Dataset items
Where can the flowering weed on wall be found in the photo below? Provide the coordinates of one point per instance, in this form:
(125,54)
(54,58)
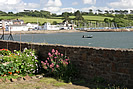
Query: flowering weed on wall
(18,62)
(58,65)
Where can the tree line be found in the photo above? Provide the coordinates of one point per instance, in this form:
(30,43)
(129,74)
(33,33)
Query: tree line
(120,17)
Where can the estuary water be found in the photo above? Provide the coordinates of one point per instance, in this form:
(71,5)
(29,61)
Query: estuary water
(100,39)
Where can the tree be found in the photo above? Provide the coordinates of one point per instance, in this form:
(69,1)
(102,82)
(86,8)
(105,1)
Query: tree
(65,16)
(90,12)
(106,20)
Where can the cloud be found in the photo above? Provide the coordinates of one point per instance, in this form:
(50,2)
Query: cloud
(122,4)
(75,3)
(54,3)
(51,5)
(89,1)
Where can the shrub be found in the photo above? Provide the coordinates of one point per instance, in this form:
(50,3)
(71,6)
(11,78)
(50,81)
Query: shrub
(4,52)
(19,62)
(58,65)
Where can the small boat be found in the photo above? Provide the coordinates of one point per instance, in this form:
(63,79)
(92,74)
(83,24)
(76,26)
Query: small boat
(89,36)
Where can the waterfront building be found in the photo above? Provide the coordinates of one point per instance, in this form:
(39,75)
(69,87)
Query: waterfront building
(48,26)
(17,27)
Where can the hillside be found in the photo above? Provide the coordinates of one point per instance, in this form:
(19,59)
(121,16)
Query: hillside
(57,19)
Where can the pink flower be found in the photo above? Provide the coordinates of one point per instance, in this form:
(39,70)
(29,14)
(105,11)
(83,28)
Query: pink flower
(53,50)
(58,53)
(46,61)
(61,60)
(45,67)
(51,59)
(49,54)
(67,59)
(51,66)
(55,57)
(66,63)
(57,66)
(42,62)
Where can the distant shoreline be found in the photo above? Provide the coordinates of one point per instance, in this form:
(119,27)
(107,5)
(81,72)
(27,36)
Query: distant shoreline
(65,31)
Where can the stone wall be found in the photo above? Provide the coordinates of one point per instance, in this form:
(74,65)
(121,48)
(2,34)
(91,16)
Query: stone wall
(114,65)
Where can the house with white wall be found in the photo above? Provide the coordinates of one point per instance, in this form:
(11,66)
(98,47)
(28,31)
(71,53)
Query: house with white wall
(32,26)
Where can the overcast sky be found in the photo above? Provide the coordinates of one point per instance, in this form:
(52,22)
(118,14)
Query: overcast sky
(59,6)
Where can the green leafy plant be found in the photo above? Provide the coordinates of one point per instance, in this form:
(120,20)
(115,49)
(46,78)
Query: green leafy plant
(18,62)
(5,52)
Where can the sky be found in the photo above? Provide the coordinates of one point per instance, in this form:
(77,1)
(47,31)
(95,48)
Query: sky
(59,6)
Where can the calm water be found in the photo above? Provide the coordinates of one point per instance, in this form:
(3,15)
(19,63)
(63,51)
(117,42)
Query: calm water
(100,39)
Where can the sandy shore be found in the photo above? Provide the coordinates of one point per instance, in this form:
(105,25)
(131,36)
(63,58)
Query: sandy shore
(38,32)
(63,31)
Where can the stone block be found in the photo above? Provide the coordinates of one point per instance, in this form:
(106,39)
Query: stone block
(20,79)
(13,80)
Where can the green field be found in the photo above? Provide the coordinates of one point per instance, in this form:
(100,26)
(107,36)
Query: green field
(8,17)
(94,18)
(41,20)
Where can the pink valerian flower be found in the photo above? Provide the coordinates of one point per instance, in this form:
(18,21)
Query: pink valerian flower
(53,50)
(52,69)
(47,64)
(58,53)
(51,59)
(55,57)
(66,63)
(51,66)
(61,54)
(42,62)
(45,67)
(49,54)
(67,59)
(61,60)
(57,66)
(46,61)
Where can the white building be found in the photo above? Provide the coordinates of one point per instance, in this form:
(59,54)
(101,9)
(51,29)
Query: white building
(17,27)
(32,26)
(48,26)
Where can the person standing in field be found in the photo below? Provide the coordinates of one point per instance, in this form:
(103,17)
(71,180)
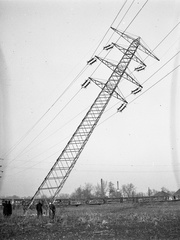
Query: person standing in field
(39,209)
(5,208)
(9,209)
(52,210)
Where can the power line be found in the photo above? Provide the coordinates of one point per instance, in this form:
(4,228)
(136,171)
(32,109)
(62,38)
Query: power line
(108,29)
(45,126)
(27,133)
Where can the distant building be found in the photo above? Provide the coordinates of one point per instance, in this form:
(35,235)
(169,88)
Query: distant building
(163,195)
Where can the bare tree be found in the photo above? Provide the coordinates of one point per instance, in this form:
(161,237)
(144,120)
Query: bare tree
(101,190)
(128,190)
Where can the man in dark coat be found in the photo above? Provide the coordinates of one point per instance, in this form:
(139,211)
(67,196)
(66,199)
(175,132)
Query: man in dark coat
(52,210)
(39,209)
(5,208)
(9,209)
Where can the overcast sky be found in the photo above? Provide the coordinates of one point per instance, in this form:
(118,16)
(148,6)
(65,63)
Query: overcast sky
(44,45)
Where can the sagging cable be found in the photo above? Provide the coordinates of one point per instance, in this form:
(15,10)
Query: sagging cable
(122,107)
(86,83)
(137,90)
(91,61)
(108,47)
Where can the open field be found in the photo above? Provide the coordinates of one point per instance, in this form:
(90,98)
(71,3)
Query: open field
(160,220)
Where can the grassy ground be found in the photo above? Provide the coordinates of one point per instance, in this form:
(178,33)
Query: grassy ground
(116,221)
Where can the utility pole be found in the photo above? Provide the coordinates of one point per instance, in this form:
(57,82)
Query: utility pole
(58,174)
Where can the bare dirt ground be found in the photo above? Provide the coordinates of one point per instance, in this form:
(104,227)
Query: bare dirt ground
(112,222)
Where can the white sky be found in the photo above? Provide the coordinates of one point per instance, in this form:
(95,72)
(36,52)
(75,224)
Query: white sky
(44,45)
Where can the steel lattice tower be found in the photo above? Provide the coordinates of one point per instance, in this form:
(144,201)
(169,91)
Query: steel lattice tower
(56,177)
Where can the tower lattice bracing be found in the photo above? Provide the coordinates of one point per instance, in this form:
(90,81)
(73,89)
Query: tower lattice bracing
(58,174)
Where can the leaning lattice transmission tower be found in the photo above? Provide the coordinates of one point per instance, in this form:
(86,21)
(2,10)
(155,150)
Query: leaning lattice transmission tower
(58,174)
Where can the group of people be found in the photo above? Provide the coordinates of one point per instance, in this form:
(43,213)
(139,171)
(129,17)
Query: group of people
(7,208)
(39,209)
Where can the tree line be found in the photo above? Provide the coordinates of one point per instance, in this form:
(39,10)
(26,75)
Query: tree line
(104,189)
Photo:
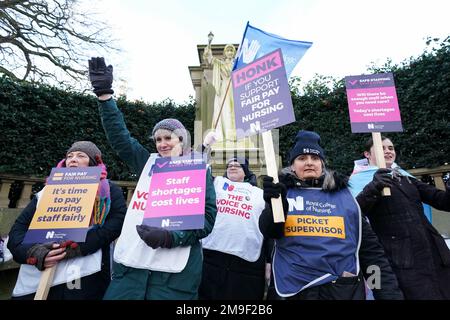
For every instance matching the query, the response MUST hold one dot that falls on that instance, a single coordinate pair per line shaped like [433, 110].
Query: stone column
[4, 192]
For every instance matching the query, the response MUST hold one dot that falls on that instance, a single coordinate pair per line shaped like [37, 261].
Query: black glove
[37, 253]
[155, 237]
[373, 189]
[72, 249]
[273, 190]
[101, 76]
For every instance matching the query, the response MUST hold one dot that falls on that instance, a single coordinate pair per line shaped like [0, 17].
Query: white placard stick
[379, 156]
[45, 283]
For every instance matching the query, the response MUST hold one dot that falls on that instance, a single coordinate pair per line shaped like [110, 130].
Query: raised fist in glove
[101, 76]
[372, 191]
[72, 249]
[44, 255]
[155, 237]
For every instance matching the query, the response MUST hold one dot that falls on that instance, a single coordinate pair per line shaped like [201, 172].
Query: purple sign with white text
[262, 100]
[372, 103]
[176, 199]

## Exercise directions:
A word-for-word copy of the data, without its pictures, is what is needed.

## Answer to this problem:
Where can the flowering weed on wall be found in the photo below? Provide the coordinates of one point per instance, in this form:
(125,54)
(54,58)
Query: flowering weed on wall
(18,62)
(58,65)
Where can the tree line be found in the photo above? Provide the coordinates of one point per instance, in this form:
(30,43)
(129,74)
(33,33)
Query: tree line
(120,17)
Where can the estuary water be found in the photo above? Provide the coordinates of one point per instance, in this form:
(71,5)
(29,61)
Query: estuary water
(100,39)
Where can the tree be found in the photo above? Provide the coordinates of one point per instance, in this form:
(69,1)
(102,82)
(86,8)
(105,1)
Query: tree
(65,16)
(90,12)
(106,20)
Where can the cloud be found in the photo above? Provide the coordinates of one point per instance, in this form:
(50,2)
Query: cloud
(122,4)
(75,3)
(54,3)
(51,5)
(89,1)
Where can the shrub be found in the photo above? Provide the coordinates of one point per instance, in this form:
(50,3)
(71,6)
(11,78)
(50,81)
Query: shrub
(4,52)
(19,62)
(58,65)
Where can the small boat be found in the photo above? Provide the coordinates of one point per instance, in this form:
(63,79)
(92,74)
(83,24)
(76,26)
Query: small boat
(89,36)
Where can the waterfront building be found in the photo above? Provide the coordinates of one point per instance, in this form:
(39,75)
(69,87)
Query: waterfront building
(48,26)
(17,27)
Where can the hillside be found in the photo above? Provide the coordinates of one point per instance, in this form:
(19,59)
(121,16)
Query: hillside
(57,19)
Where can the pink flower be found in the photo above? Provide the coordinates of one point per instance, in this form:
(39,70)
(29,14)
(105,11)
(83,28)
Query: pink flower
(53,50)
(58,53)
(46,61)
(61,60)
(45,67)
(51,59)
(49,54)
(67,59)
(51,66)
(55,57)
(66,63)
(57,66)
(42,62)
Where can the distant shoreline be found in the photo above? Provide the coordinates of one point per instance, in this form:
(119,27)
(107,5)
(81,72)
(27,36)
Query: distant shoreline
(65,31)
Where can the stone wall be found in the photo above? Provide the coordinates of one point per instance, in this form:
(74,65)
(121,48)
(2,34)
(91,16)
Query: stone wall
(114,65)
Where can the house with white wall be found in the photo above? Provide the coordinates of one point per instance, in this form:
(11,66)
(98,47)
(28,31)
(71,53)
Query: house with white wall
(32,26)
Where can the overcast sky be found in the photo above? Provide the coordinates of one point per instance, in this form:
(52,22)
(118,14)
Query: overcast sky
(59,6)
Where can the green leafy plant be found in the photo above? Provide the coordinates of one point per instance, in this form:
(120,20)
(115,49)
(46,78)
Query: green leafy plant
(18,62)
(5,52)
Where can the sky be found in the photo above? Provide the coordinates of one point per instance, in this form:
(77,1)
(47,31)
(95,48)
Query: sky
(59,6)
Where can the calm water be found in the photo above? Provide the coordinates of one point per instance, in this form:
(3,15)
(19,63)
(63,51)
(117,42)
Query: calm water
(100,39)
Where can the sandy shore be found in the photo above? Provide the coordinates of one point per instance, in this form:
(105,25)
(131,36)
(63,58)
Query: sandy shore
(38,32)
(63,31)
Where can the stone block be found in the photo above? Provide the coordinates of one point per instance, in this form:
(106,39)
Query: stone block
(20,79)
(13,80)
Where can the green field be found in the photo above? Provide the coordinates of one point per instance, in this form:
(100,26)
(107,36)
Query: green field
(8,17)
(94,18)
(41,20)
Where can the pink valerian flower be found in the photo above? Provide the coordinates of one point per instance, in this form:
(18,21)
Query: pink valerian flower
(53,50)
(52,69)
(47,64)
(58,53)
(51,59)
(55,57)
(66,63)
(51,66)
(61,54)
(42,62)
(45,67)
(49,54)
(67,59)
(61,60)
(57,66)
(46,61)
Where can the white building be found in the photo above? Provide the coordinates of one point per instance, in this form:
(59,54)
(101,9)
(51,29)
Query: white building
(17,27)
(32,26)
(48,26)
Where can the person standing in field be found in the photo below? Provide the coordinates of one point per instance, in this form:
(103,17)
(71,180)
Query: person standing in field
(39,209)
(5,208)
(9,209)
(52,210)
Where can the power line be found in the photo above? Provide the coordinates of one point per instance, in this form:
(4,228)
(136,171)
(32,109)
(62,38)
Query: power line
(108,29)
(45,126)
(27,133)
Where can the distant building be found in the photo above? Provide the coordinates of one point per instance, in this form:
(35,235)
(169,88)
Query: distant building
(163,195)
Where can the bare tree be found in the photo above? Provide the coordinates of one point per instance, in this form:
(161,237)
(144,120)
Query: bare tree
(101,190)
(128,190)
Where can the man in dark coat be found in the photo above? Provide the coordinates of one point per instance, in this form:
(139,211)
(67,196)
(66,199)
(175,132)
Query: man in dark coat
(52,210)
(39,209)
(5,208)
(9,209)
Where can the overcast sky be found in the photo above? Provide the coordinates of one point per instance, in this form:
(118,16)
(148,6)
(65,63)
Query: overcast sky
(44,45)
Where can the sagging cable be found in the photo above? Provide the coordinates of one point per instance, in this form:
(15,10)
Query: sagging cable
(122,107)
(86,83)
(137,90)
(91,61)
(108,47)
Where can the open field be found in the photo above? Provide the coordinates of one point per instance, in this form:
(90,98)
(71,3)
Query: open field
(160,220)
Where can the grassy ground be found in the photo above? Provide the coordinates of one point per instance, in this form:
(178,33)
Query: grassy ground
(116,221)
Where can the utility pole be found in the photo above? Provide the coordinates of one point per instance, in this form:
(57,82)
Query: utility pole
(58,174)
Where can the bare dirt ground be found in the photo above? Provide the coordinates of one point per instance, in this form:
(104,227)
Query: bare dirt ground
(112,222)
Where can the white sky be found in the photo above? Provide the coordinates of one point per instance, in this form:
(95,72)
(36,52)
(75,224)
Query: white sky
(44,45)
Where can the steel lattice tower be found in the photo above? Provide the coordinates of one point per instance, in this form:
(144,201)
(169,91)
Query: steel lattice tower
(56,177)
Where can the tower lattice bracing be found in the photo above? Provide the coordinates of one point per instance, in this form:
(90,81)
(73,89)
Query: tower lattice bracing
(58,174)
Where can the leaning lattice transmission tower be found in the photo above? Provide the coordinates of one point per instance, in this form:
(86,21)
(2,10)
(155,150)
Query: leaning lattice transmission tower
(58,174)
Where can the group of people be found in the photo above? Provide the coordinates of one point per instance, in this form:
(43,213)
(139,171)
(129,17)
Query: group of people
(7,208)
(39,209)
Where can the tree line be found in the photo above? Provide the coordinates of one point per instance, in this form:
(39,10)
(26,75)
Query: tree line
(104,189)
Photo:
For every instance matching the query, the response MUST hold one dot that falls on that instance, a single coordinate pair per line shaped like [433, 110].
Query: stone column
[4, 192]
For every instance matching the query, the response MUST hold one dot that falls on that instance, a single coordinate pair per line shaped like [37, 261].
Query: black glove
[37, 253]
[155, 237]
[373, 189]
[72, 249]
[273, 190]
[101, 76]
For every instance matching the query, the response MUST hold one dot that falls on that instance, a single coordinate pair per line shaped like [0, 17].
Query: white placard stick
[379, 156]
[45, 283]
For every instance matching the query, the response MUST hold one dot that falls on that instance, a single coordinate pair per line shaped like [110, 130].
Query: raised fist in glove
[101, 76]
[372, 191]
[72, 249]
[44, 255]
[155, 237]
For every instance matching the query, the response MUST hold one dot that falls on that instance, a single coordinate pair per line shaped like [201, 172].
Query: purple sign with white text
[262, 100]
[372, 103]
[176, 199]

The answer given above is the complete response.